→ Dataset excerpts
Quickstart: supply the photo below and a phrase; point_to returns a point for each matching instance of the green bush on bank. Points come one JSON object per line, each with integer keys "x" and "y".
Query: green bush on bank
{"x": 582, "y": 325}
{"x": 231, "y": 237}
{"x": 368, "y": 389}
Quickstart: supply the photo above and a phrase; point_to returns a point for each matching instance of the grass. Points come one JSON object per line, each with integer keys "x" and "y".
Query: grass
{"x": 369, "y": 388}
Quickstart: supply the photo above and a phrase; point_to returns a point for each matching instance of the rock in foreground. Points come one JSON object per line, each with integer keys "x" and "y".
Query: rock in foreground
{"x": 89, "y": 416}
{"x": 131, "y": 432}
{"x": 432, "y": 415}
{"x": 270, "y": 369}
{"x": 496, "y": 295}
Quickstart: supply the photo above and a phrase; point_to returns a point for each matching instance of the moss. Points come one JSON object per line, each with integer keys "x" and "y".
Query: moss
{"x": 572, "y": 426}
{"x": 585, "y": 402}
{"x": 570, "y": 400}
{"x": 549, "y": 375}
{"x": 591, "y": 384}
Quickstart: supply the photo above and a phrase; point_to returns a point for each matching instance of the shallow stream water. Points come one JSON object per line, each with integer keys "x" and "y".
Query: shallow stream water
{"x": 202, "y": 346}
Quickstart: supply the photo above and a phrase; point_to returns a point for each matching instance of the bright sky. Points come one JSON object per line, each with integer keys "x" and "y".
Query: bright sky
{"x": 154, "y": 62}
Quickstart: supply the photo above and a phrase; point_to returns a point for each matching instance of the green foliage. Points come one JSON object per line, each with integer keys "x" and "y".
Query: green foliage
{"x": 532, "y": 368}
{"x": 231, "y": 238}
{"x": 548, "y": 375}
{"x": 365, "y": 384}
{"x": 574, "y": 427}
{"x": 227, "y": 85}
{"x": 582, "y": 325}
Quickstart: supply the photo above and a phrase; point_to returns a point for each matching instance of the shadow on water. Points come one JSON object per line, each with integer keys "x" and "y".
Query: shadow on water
* * *
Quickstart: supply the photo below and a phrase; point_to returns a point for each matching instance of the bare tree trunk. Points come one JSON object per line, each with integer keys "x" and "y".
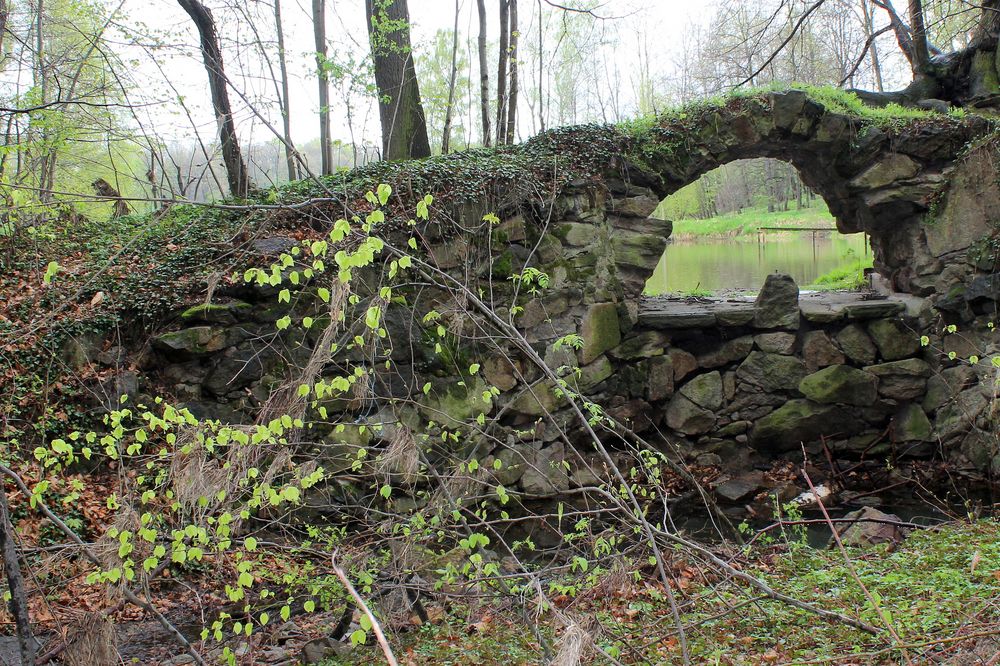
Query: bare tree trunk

→ Exercise requirements
Copy out, word for word, the data between the lines holding "of the shallow" and "Query: shadow on water", inclusive.

→ Written solution
Quickstart: supply the photo above and a phrase; point_to returns a point for each matching instance of the shallow stream water. Points come one JSON object per line, each with integer keys "x" and "y".
Query: shallow stream water
{"x": 202, "y": 346}
Quickstart: supply the photo above and a phrase; point_to returns a point for each matching instance of the bright sky. Points come one JSON object per line, each with integer keys "x" and "y".
Query: bright sky
{"x": 154, "y": 62}
Quickstart: supply the photo above and a phrase; point_to returns a point for each matching instance of the green foliage. Points come one JSON object per line, each with integer keys "x" and "y".
Query: green foliage
{"x": 532, "y": 368}
{"x": 231, "y": 238}
{"x": 548, "y": 375}
{"x": 365, "y": 384}
{"x": 574, "y": 427}
{"x": 227, "y": 85}
{"x": 582, "y": 325}
Quickstart: supply the photo above and a phrase; point_to returns a point for each matching instance of the shadow on water. Points come one JSON object per line, each with integer keys "x" and "y".
Query: shadow on water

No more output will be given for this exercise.